---------- Extrait source ----------

Dès lors, si la simple existence et présence de l’homme fait déjà barrière à
Satan, il nous faut habiter le monde, occuper le terrain ! Et pour cela, il
faut miser sur l’homme, non pas sur les seuls chrétiens, mais sur tous les
hommes de notre temps. Eux qui ont tous en eux l’image de Dieu, eux qui ont
tous été sauvés par le Christ.
Parier sur l’homme, concrètement, cela veut dire non pas se retrancher
dans quelques dernières réserves ou poches de résistance, ne pas agir
uniquement comme une minorité attaquée organisant sa survie, mais se tenir
de pleins pieds dans le monde des hommes, prendre en charge la chose
publique et de là travailler à ce que le plus grand nombre possible d’hommes
réponde à sa vocation originelle et lutte contre l’extension du domaine de
Satan.
Prendre en charge la chose publique, disons-nous. Le problème, c’est que
nous avons oublié que politique et morale, que législation et bonne
conduite, que bien commun et bien personnel avaient partie liée, nous avons
laissé la pensée libérale pénétrer notre vision politique. Pierre Manent
écrit : « Si nous sommes si sévères pour les époques de confusion ou de
mélange des pouvoirs, c’est peut-être que nous avons acquis un sens plus vif
ou délicat de la liberté de conscience, mais c’est peut-être aussi que nous
avons perdu le sens de l’importance de la loi dans l’orientation de la vie
humaine en direction de son bien. »
Nous avons perdu le sens de l’importance de la loi quand nous sommes
devenus les fils de l’individualisme libéral. Pour ce dernier en effet, et
je cite ici MacIntyre, « une communauté n’est qu’une arène où les
individus poursuivent leur propre conception de la bonne vie et où les
institutions politiques existent pour fournir le degré d’ordre qui rend
possible cette activité autodéterminée. Le gouvernement et la loi sont, ou
devraient être, neutres face aux conceptions rivales de la bonne vie pour
l’homme. Ainsi, selon les libéraux, si la tâche du gouvernement est de faire
respecter la loi, il ne lui appartient pas d’imposer un point de vue moral.
Au contraire, dans la vision antique et médiévale, non seulement la
communauté politique exige l’exercice des vertus pour son propre maintien,
mais il revient à l’autorité parentale de faire des enfants des adultes
vertueux. » Et plus loin : « L’état moderne est totalement inapte à
la fonction d’éducateur moral d’une communauté. » (MacIntyre, Après
la vertu)
Ainsi, dans le logiciel libéral, le bien se joue au
niveau individuel – charge à chaque individu de faire le bien à son échelle
s’il l’entend, charge à chacun de fixer sa morale individuelle, qu’elle soit
chrétienne, juive, nietzschéenne. Je fais le bien, que les lois soient
bonnes ou mauvaises ; je respecte mon code moral, quoi qu’il se passe à côté
dans la société qui m’entoure. Mais l’histoire et la théologie chrétiennes
nous enseignent le contraire : nous avons besoin d’être porté, par nos
familles, par nos amis, par les lois de notre pays. Et on ne peut se
satisfaire d’une situation où nous faisons (ou essayons de faire) le bien et
où notre frère, notre père, notre ami, notre compatriote fait le mal. C’est
une leçon apprise de l’Ancien Testament : Dieu menace de détruire Ninive
parce qu’elle fait le mal en tant que cité. Idem quand Dieu provoque le
déluge qui recouvre et ravage la terre (c’est l’humanité comme ensemble qui
est visé). Au désert, c’est aussi son Peuple dans son ensemble qu’il éduque,
éprouve, réconforte. → Il se joue aussi quelque chose du bien, quelque chose
du salut, au niveau collectif. On ne peut donc se passer de chrétiens qui se
préoccupent en acte du destin collectif. Et notamment des lois.

---------- Données affichées ----------

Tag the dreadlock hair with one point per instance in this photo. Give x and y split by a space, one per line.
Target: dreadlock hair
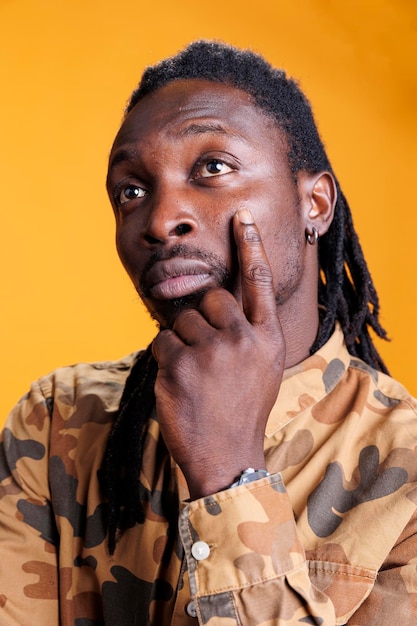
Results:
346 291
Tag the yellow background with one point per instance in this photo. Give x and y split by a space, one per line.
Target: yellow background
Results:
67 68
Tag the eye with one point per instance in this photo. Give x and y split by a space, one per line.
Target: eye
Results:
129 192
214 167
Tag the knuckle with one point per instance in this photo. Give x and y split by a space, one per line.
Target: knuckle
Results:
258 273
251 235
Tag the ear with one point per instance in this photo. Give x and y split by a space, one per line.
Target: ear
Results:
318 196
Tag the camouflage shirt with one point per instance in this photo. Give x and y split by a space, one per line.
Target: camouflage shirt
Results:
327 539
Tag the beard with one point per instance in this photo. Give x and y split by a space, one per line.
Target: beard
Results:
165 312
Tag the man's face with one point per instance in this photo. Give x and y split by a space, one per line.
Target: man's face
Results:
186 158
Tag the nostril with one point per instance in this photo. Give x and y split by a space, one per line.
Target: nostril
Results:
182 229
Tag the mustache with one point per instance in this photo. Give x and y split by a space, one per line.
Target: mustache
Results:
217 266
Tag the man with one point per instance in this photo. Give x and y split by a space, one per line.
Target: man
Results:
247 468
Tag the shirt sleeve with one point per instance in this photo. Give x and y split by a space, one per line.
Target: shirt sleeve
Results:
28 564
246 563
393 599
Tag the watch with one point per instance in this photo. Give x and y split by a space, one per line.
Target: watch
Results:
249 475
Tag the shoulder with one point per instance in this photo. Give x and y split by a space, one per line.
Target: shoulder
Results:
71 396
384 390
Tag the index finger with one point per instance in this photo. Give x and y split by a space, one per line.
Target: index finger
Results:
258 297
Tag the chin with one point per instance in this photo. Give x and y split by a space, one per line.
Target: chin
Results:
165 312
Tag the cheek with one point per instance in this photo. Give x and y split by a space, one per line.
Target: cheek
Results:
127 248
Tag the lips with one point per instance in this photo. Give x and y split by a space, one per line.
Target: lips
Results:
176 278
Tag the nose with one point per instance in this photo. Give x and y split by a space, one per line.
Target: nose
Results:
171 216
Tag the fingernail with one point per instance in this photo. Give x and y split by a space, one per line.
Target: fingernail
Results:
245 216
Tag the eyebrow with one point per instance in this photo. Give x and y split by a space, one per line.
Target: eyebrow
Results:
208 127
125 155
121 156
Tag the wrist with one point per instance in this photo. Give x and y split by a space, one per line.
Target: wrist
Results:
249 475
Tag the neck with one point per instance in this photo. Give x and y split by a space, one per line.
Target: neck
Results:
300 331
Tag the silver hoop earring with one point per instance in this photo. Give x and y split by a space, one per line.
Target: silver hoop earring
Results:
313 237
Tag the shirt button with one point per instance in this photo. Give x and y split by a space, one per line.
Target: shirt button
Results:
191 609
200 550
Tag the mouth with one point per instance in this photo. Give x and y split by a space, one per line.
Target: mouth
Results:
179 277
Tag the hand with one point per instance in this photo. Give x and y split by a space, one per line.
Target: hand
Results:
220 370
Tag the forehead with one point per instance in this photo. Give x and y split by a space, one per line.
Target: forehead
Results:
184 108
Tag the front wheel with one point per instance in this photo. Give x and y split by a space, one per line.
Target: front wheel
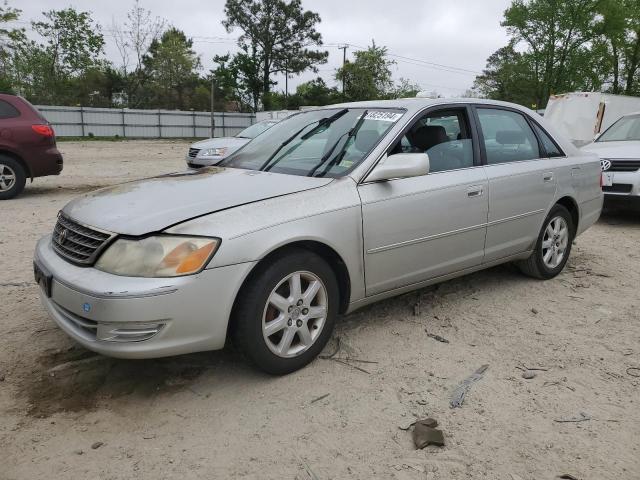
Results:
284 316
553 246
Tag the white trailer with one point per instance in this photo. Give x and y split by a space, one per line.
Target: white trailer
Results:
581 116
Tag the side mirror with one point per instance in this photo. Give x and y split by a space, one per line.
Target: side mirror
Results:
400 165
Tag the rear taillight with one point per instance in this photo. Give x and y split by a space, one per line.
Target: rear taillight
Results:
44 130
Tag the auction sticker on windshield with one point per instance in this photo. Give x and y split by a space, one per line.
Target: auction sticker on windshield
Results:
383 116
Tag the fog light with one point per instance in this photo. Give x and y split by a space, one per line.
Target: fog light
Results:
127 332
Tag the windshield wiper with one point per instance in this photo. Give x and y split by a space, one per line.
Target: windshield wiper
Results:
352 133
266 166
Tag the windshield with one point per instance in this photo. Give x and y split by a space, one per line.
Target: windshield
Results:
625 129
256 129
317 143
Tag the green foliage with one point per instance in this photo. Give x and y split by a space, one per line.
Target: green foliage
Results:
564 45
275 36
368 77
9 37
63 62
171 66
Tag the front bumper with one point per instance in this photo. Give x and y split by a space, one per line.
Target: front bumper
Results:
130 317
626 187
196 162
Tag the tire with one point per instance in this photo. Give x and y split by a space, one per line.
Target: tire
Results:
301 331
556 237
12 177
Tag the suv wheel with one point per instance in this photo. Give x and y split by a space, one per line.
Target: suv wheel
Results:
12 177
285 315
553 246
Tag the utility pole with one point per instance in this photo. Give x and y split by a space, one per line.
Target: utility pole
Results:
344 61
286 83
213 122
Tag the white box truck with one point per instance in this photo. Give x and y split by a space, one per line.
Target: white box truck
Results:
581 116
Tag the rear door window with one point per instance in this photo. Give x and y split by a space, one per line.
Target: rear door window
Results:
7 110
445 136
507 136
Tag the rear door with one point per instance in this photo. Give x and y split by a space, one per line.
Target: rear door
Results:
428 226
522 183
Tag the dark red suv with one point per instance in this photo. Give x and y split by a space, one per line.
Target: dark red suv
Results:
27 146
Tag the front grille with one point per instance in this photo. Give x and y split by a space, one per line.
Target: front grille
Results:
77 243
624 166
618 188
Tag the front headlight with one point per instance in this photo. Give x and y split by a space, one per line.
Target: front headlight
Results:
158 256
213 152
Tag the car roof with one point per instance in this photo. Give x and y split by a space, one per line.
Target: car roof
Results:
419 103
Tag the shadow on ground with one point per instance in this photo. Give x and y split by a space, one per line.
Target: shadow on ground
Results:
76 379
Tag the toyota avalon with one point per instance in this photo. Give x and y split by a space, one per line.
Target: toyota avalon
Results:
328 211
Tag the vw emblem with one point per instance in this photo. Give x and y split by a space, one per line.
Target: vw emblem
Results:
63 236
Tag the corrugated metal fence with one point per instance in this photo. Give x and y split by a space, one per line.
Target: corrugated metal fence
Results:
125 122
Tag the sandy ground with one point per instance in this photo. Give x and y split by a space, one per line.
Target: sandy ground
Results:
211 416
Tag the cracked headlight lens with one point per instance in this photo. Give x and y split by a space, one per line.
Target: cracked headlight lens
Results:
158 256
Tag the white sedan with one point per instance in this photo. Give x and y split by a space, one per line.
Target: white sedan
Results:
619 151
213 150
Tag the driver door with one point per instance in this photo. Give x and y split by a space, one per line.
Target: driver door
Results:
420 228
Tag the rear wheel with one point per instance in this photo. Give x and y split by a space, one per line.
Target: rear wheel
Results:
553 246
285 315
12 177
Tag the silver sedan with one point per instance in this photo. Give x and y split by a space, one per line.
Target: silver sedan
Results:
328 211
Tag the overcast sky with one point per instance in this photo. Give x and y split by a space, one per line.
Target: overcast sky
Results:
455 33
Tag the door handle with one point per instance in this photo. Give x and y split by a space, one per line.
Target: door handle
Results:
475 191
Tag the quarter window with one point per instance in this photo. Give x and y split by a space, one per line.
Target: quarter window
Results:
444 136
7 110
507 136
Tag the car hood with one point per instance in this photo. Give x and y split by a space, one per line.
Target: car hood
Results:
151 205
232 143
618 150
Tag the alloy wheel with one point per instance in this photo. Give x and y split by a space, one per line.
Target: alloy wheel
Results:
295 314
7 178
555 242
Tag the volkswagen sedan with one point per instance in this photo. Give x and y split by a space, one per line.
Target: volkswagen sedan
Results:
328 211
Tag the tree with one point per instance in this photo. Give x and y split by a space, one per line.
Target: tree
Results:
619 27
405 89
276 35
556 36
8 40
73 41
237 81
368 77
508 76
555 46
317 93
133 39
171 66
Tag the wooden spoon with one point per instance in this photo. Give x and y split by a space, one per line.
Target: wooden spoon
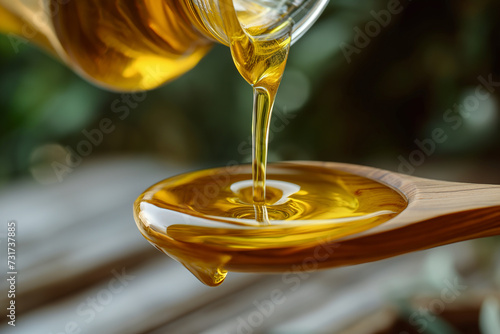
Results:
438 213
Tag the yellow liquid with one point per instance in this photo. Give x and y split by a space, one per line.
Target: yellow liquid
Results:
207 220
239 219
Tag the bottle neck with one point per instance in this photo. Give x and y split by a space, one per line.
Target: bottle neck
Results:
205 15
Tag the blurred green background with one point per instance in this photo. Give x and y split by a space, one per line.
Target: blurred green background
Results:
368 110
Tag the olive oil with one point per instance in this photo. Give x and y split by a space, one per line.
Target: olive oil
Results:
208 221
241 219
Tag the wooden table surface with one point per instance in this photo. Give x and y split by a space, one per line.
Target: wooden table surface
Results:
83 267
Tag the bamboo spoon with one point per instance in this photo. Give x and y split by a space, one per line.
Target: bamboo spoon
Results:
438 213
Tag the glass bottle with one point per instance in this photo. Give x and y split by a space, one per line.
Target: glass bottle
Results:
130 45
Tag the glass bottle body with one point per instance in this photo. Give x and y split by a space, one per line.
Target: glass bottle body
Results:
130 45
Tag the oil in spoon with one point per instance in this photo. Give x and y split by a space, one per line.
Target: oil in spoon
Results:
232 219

----------
---------- Données affichées ----------

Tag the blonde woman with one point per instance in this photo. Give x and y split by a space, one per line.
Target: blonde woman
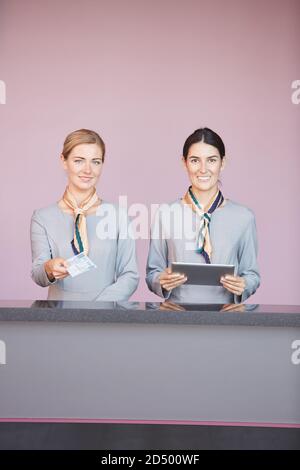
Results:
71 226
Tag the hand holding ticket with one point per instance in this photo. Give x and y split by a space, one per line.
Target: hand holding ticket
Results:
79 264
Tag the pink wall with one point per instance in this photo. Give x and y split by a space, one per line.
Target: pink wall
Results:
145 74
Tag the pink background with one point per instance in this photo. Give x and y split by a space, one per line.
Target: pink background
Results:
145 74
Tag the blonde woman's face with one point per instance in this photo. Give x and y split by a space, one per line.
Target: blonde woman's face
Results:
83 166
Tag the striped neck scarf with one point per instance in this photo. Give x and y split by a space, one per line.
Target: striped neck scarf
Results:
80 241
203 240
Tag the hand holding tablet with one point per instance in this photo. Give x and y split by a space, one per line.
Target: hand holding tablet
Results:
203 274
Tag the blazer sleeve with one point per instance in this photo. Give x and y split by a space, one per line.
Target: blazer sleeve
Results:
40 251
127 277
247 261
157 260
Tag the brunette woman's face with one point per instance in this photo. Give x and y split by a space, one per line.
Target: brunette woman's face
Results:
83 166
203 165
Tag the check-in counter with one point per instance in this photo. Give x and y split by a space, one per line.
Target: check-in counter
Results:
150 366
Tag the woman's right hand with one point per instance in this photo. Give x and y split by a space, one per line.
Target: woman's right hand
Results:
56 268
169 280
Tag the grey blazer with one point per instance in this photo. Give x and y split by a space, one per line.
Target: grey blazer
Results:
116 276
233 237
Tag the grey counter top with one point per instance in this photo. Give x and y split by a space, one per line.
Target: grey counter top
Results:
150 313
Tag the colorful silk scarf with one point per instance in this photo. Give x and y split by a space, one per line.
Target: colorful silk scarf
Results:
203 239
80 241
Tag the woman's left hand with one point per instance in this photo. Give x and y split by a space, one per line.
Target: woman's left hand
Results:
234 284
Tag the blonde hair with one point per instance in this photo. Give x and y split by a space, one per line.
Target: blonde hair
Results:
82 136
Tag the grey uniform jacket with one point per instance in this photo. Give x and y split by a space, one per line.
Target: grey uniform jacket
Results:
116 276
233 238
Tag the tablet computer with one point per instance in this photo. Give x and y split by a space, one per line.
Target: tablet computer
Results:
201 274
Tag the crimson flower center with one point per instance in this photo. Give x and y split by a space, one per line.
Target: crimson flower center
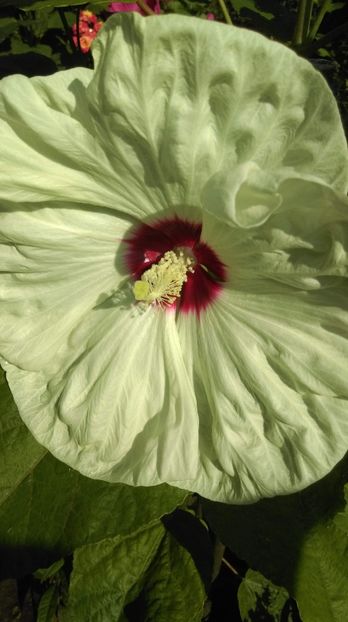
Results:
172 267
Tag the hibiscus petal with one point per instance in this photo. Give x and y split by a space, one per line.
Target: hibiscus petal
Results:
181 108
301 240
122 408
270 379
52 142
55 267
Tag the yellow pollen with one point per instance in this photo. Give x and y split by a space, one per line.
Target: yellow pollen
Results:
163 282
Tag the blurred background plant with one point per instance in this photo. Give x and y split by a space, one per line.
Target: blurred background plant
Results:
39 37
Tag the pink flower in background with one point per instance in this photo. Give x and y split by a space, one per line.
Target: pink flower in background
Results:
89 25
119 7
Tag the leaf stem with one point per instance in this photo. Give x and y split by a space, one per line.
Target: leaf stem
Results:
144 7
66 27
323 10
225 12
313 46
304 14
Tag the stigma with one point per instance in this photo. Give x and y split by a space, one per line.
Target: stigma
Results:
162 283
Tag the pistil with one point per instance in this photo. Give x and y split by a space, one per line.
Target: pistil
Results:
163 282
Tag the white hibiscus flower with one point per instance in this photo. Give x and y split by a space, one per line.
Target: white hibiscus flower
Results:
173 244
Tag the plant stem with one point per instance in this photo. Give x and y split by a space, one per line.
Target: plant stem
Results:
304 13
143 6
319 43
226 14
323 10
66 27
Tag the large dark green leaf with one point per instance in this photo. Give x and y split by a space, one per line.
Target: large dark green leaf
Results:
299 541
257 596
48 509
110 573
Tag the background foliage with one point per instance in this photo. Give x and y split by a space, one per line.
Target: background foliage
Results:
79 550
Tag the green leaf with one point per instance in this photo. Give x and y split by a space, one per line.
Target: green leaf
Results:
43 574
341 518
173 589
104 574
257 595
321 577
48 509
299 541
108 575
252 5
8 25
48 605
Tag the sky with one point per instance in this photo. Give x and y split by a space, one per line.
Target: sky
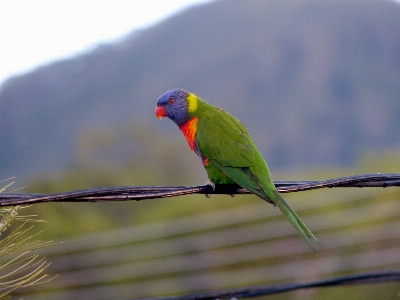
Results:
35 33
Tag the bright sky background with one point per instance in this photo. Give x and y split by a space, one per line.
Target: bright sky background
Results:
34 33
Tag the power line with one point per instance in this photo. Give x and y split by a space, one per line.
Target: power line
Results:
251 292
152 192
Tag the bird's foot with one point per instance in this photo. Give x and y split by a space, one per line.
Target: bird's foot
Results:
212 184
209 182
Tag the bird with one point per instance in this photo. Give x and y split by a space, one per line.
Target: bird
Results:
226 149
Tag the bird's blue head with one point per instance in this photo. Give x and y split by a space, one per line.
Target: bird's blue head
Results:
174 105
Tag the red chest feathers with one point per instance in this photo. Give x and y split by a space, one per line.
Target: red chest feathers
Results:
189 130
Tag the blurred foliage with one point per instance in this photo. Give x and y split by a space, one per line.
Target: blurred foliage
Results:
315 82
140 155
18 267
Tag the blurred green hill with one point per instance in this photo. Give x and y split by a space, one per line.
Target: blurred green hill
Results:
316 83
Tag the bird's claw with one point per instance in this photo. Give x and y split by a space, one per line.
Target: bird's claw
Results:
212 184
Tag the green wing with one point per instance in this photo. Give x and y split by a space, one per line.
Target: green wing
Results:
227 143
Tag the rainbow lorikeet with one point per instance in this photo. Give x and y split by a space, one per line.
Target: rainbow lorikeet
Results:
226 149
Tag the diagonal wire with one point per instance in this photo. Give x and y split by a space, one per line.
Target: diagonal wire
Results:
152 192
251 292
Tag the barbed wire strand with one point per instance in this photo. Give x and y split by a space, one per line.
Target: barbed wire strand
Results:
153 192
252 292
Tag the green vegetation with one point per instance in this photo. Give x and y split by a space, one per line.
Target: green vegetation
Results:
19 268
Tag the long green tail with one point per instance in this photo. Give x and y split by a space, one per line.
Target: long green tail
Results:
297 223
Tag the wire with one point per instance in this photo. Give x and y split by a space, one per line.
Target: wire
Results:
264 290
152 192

----------
---------- Données affichées ----------

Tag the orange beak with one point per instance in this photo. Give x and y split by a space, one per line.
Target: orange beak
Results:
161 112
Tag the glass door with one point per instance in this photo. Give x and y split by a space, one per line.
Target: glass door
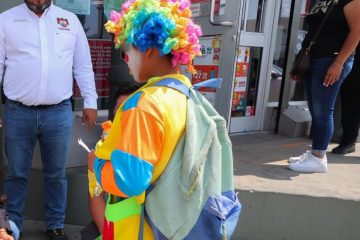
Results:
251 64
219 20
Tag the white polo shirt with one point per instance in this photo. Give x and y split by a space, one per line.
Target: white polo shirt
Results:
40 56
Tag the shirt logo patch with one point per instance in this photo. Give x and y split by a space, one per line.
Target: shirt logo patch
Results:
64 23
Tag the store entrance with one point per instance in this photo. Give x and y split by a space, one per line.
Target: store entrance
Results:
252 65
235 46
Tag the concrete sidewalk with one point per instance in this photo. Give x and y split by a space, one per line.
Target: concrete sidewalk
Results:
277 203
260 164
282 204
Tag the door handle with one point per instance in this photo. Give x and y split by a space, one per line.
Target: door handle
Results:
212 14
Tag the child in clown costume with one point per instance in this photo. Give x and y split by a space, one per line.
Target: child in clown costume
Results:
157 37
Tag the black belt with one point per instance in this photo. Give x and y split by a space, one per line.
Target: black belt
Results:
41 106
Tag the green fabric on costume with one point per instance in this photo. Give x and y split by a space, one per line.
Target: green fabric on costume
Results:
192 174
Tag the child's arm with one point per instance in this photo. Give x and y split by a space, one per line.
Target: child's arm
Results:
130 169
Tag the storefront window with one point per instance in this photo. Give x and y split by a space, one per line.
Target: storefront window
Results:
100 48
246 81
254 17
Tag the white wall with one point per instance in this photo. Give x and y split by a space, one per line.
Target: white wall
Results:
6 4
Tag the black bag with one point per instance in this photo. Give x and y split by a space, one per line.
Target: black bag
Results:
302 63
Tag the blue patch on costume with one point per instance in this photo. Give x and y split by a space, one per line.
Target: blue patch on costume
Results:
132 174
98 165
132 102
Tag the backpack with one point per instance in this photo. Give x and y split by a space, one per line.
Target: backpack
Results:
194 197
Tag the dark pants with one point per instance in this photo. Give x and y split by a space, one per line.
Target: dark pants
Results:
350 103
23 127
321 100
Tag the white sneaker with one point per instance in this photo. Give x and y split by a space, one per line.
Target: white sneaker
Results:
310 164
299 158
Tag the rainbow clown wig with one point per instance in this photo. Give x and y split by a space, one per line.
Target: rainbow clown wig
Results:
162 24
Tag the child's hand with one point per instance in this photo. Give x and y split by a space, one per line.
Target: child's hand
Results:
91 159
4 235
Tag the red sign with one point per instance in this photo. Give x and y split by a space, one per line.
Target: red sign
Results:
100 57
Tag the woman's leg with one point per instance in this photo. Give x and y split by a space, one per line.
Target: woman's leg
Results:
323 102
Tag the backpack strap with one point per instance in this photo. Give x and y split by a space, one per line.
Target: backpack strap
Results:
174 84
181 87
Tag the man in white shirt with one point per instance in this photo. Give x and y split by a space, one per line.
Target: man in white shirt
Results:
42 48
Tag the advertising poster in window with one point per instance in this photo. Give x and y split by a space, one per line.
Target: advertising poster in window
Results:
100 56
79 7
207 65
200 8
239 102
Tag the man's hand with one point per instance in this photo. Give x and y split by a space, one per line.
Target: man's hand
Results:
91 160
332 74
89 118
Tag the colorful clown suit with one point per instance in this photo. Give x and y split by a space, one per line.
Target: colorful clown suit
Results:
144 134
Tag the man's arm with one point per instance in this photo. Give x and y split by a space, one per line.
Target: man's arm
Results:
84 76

----------

▸ Exercice écrit
Recopiez l'extrait, s'il vous plaît, depuis « Dès lors, si » jusqu'à « par le Christ. » inclus, en changeant « Satan » pour « le Malin ». Les entrées n'ont aucun lien avec l'extrait.

▸ Résultat
Dès lors, si la simple existence et présence de l’homme fait déjà barrière à
le Malin, il nous faut habiter le monde, occuper le terrain ! Et pour cela, il
faut miser sur l’homme, non pas sur les seuls chrétiens, mais sur tous les
hommes de notre temps. Eux qui ont tous en eux l’image de Dieu, eux qui ont
tous été sauvés par le Christ.